Instructions:
• A. In the diffusion training and sampling instructions, how often are checkpoints saved by default?
• B. Say whether each statement agrees with the diffusion training and sampling instructions, giving yes or no with the deciding words quoted: (i) The checkpoint save interval can be changed. (ii) The sampling example produces 100 patch pairs. (iii) The samples are saved as several separate files.
• C. Carry on the diffusion training and sampling instructions from where they stop.
━━━ Quoted passage
Train a new model with the default configuration:

accelerate launch foregrounds_diffusion/train.py --run-name my_run_v1

To enable Weights & Biases logging (see the Weights & Biases section for setup):

accelerate launch foregrounds_diffusion/train.py --run-name my_run_v1 --wandb

Checkpoints are saved to results/my_run_v1/model-{step}.pt every 5 steps (configurable via --checkpoint-freq).

Sampling with Full DDPM (1000 steps)

Generate samples from a trained checkpoint:

accelerate launch foregrounds_diffusion/sample.py \
  --checkpoint results/my_run_v1/model-20.pt \
  --batches 10 \
  --batch-size 16 \
  --output data/low_pass/2mJy/samples.npy

This generates 10 × 16 = 160 correlated CIB–tSZ patch pairs and saves them as a single .npy file with shape (160, 2, 256, 256).
━━━━━━
━━━ Supplied data
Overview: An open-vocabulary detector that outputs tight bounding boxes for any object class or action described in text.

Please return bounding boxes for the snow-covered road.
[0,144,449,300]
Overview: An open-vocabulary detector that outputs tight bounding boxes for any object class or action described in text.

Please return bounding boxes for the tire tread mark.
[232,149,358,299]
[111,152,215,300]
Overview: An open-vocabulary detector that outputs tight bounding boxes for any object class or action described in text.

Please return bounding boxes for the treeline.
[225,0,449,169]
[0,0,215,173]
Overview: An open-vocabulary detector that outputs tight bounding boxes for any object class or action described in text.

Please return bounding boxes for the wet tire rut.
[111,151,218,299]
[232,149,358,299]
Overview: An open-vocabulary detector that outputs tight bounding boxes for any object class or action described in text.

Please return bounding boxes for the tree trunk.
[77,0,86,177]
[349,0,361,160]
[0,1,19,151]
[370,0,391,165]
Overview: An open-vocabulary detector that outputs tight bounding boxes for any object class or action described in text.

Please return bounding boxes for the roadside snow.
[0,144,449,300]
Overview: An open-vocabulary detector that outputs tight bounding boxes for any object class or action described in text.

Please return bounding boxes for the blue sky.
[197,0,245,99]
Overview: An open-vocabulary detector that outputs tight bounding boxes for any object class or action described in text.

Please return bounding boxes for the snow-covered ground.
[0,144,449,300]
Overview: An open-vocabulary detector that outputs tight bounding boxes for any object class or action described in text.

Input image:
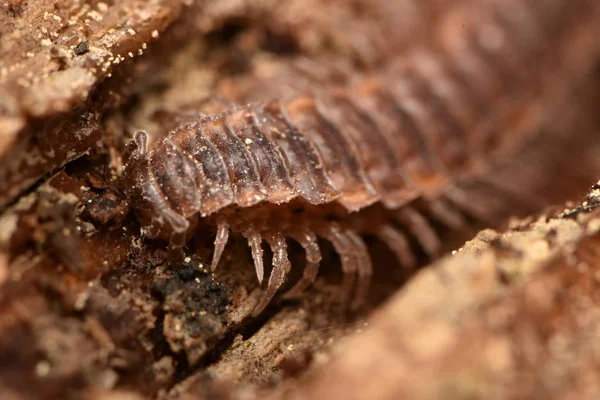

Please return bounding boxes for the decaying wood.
[260,189,600,399]
[0,0,600,400]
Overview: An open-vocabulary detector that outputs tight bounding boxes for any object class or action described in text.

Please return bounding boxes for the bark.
[0,0,600,399]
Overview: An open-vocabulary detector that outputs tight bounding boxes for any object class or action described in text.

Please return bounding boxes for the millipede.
[115,0,600,315]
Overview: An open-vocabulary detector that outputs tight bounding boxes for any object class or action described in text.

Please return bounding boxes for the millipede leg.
[397,207,442,259]
[252,233,291,317]
[283,229,322,298]
[242,228,265,285]
[210,218,229,272]
[375,224,417,270]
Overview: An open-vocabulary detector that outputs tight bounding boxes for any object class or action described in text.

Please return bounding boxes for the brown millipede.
[117,0,598,315]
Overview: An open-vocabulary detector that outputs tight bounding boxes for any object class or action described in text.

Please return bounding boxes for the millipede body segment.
[123,0,600,314]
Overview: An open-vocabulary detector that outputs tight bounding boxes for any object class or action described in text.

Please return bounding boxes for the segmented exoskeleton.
[123,0,600,314]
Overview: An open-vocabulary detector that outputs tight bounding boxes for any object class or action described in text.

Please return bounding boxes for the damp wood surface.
[0,0,600,399]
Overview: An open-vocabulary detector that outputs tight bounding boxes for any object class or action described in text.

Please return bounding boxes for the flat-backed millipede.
[122,0,600,314]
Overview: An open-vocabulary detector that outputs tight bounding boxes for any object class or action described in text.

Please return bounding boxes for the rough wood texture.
[0,0,600,400]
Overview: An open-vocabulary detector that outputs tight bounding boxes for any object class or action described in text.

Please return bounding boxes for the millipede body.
[122,0,600,314]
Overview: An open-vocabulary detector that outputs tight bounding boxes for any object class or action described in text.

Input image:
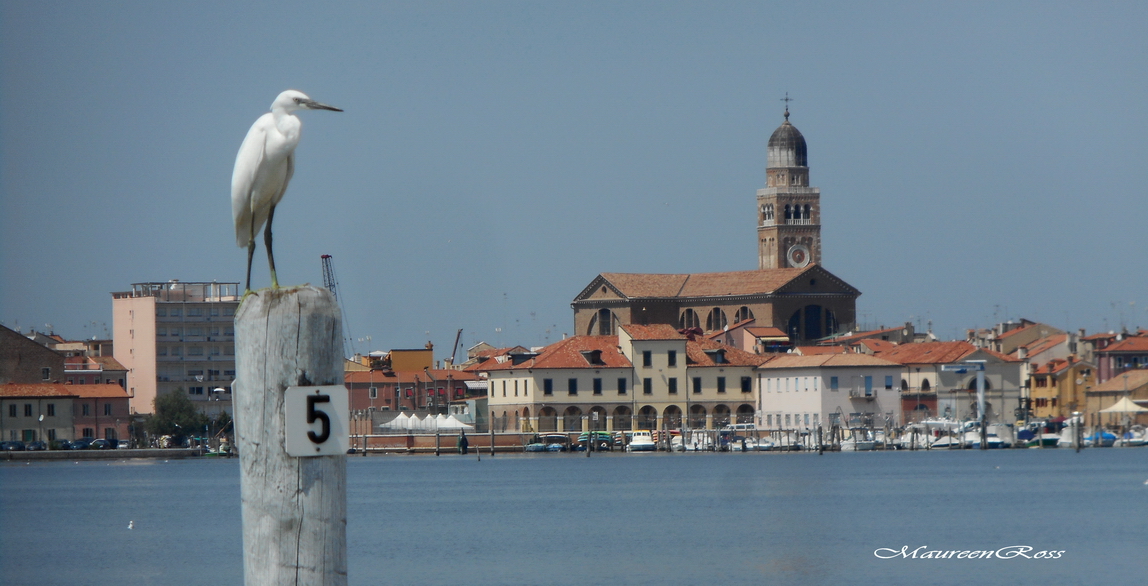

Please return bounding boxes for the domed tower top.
━━━━━━
Written answers:
• A. Every 5 steps.

• B.
(i) Yes: "configurable via --checkpoint-freq"
(ii) No: "This generates 10 × 16 = 160 correlated CIB–tSZ patch pairs"
(iii) No: "saves them as a single .npy file"

• C.
Sampling with DDIM (250 steps, ~4× faster)

Use DDIM for faster sampling with minimal quality loss:

accelerate launch foregrounds_diffusion/sample.py \
  --checkpoint results/my_run_v1/model-20.pt \
  --batches 10 \
  --batch-size 16 \
  --output data/low_pass/2mJy/samples_ddim250.npy \
  --sampling-timesteps 250

The --sampling-timesteps argument accepts any integer < 1000. Typical choices are 50 (very fast, ~1s/patch), 100 (fast, ~2s/patch), or 250 (good quality/speed trade-off, ~0.5s/patch).

Weights & Biases

Weights & Biases (WandB) integration is optional and off by default. Both training and sampling can log to WandB with the --wandb flag.

Setup

Set your WandB API key before running:

export WANDB_API_KEY=<your_key>

To persist the key across sessions, add the line to your ~/.bashrc or ~/.zshrc:

echo 'export WANDB_API_KEY=<your_key>' >> ~/.bashrc

Logging

When enabled with the --wandb flag:

Training:

Logs train/loss per step
Logs CIB and tSZ sample image grids at each checkpoint milestone
Project name: cmb_foregrounds_diffusion

Sampling:

Logs sample image grids (visualisation of generated CIB and tSZ patches)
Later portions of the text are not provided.